---------- DATASET RECORDS ----------

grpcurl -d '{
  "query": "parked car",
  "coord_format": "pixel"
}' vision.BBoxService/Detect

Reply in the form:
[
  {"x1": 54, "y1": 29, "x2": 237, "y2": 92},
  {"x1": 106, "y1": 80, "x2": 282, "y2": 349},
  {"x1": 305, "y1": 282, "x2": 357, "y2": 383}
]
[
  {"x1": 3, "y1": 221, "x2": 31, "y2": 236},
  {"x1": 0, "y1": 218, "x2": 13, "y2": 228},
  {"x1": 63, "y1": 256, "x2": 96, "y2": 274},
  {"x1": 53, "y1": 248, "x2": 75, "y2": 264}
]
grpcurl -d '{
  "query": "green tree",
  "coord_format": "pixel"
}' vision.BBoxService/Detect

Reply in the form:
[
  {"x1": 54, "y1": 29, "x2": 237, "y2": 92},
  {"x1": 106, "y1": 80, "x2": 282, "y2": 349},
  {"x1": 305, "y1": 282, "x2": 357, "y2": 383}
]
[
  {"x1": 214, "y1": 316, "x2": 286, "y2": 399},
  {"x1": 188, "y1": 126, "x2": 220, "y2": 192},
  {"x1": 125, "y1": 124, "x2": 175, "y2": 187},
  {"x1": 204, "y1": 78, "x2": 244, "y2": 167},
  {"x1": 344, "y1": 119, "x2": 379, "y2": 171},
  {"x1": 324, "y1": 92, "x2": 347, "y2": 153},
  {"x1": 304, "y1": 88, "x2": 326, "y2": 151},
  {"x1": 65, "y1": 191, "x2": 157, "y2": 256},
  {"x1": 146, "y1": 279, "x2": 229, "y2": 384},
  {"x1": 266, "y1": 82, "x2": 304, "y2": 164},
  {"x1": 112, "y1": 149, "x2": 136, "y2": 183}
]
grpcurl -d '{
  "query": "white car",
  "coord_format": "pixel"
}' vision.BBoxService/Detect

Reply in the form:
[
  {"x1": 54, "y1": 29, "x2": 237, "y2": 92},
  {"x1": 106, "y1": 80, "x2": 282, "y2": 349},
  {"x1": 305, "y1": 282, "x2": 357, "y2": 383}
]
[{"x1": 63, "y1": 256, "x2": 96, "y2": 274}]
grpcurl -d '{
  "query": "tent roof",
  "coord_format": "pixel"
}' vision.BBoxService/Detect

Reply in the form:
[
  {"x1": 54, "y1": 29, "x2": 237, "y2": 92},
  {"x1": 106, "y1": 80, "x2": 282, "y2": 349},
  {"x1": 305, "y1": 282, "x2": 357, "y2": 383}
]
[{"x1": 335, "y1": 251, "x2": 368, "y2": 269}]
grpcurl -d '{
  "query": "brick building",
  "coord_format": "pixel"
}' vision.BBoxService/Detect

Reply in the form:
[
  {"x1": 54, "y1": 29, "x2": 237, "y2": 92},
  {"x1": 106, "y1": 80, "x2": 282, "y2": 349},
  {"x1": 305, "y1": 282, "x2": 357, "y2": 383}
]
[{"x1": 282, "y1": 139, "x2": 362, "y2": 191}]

----------

▶ **WHAT YOU NEED TO DO**
Rewrite the records with each "pixel" swapped for "normalized", keeping everything else the same.

▶ **REPLY**
grpcurl -d '{
  "query": "parked car",
  "coord_format": "normalized"
}' vision.BBoxService/Detect

Reply in the form:
[
  {"x1": 54, "y1": 29, "x2": 237, "y2": 92},
  {"x1": 106, "y1": 80, "x2": 282, "y2": 349},
  {"x1": 305, "y1": 282, "x2": 357, "y2": 383}
]
[
  {"x1": 3, "y1": 221, "x2": 31, "y2": 236},
  {"x1": 0, "y1": 218, "x2": 13, "y2": 228},
  {"x1": 63, "y1": 256, "x2": 96, "y2": 274},
  {"x1": 53, "y1": 248, "x2": 75, "y2": 264}
]
grpcurl -d '{
  "query": "green tree",
  "coord_format": "normalized"
}' vision.BBoxService/Detect

Reply in the form:
[
  {"x1": 54, "y1": 29, "x2": 237, "y2": 92},
  {"x1": 106, "y1": 80, "x2": 282, "y2": 349},
  {"x1": 305, "y1": 282, "x2": 357, "y2": 383}
]
[
  {"x1": 214, "y1": 316, "x2": 286, "y2": 399},
  {"x1": 188, "y1": 126, "x2": 220, "y2": 192},
  {"x1": 125, "y1": 124, "x2": 175, "y2": 187},
  {"x1": 204, "y1": 78, "x2": 244, "y2": 167},
  {"x1": 344, "y1": 119, "x2": 379, "y2": 171},
  {"x1": 324, "y1": 92, "x2": 347, "y2": 153},
  {"x1": 304, "y1": 88, "x2": 326, "y2": 151},
  {"x1": 65, "y1": 191, "x2": 157, "y2": 256},
  {"x1": 146, "y1": 279, "x2": 229, "y2": 384},
  {"x1": 266, "y1": 82, "x2": 304, "y2": 164},
  {"x1": 112, "y1": 149, "x2": 136, "y2": 183}
]
grpcurl -d '{
  "query": "white car",
  "coord_format": "normalized"
}' vision.BBoxService/Detect

Reply in the form:
[
  {"x1": 54, "y1": 29, "x2": 237, "y2": 92},
  {"x1": 106, "y1": 80, "x2": 282, "y2": 349},
  {"x1": 305, "y1": 282, "x2": 357, "y2": 383}
]
[{"x1": 63, "y1": 256, "x2": 96, "y2": 274}]
grpcurl -d '{
  "query": "tent roof",
  "coord_format": "normalized"
}' vision.BBoxService/Detect

Reply in the form:
[
  {"x1": 54, "y1": 29, "x2": 237, "y2": 92},
  {"x1": 106, "y1": 80, "x2": 282, "y2": 349},
  {"x1": 305, "y1": 282, "x2": 357, "y2": 383}
]
[{"x1": 335, "y1": 251, "x2": 368, "y2": 269}]
grpcurl -d '{
  "query": "brick building",
  "coord_format": "normalized"
}' vision.BBoxService/Detect

Reply in the form:
[
  {"x1": 54, "y1": 29, "x2": 237, "y2": 92},
  {"x1": 106, "y1": 80, "x2": 282, "y2": 349},
  {"x1": 305, "y1": 282, "x2": 357, "y2": 383}
]
[{"x1": 282, "y1": 139, "x2": 362, "y2": 191}]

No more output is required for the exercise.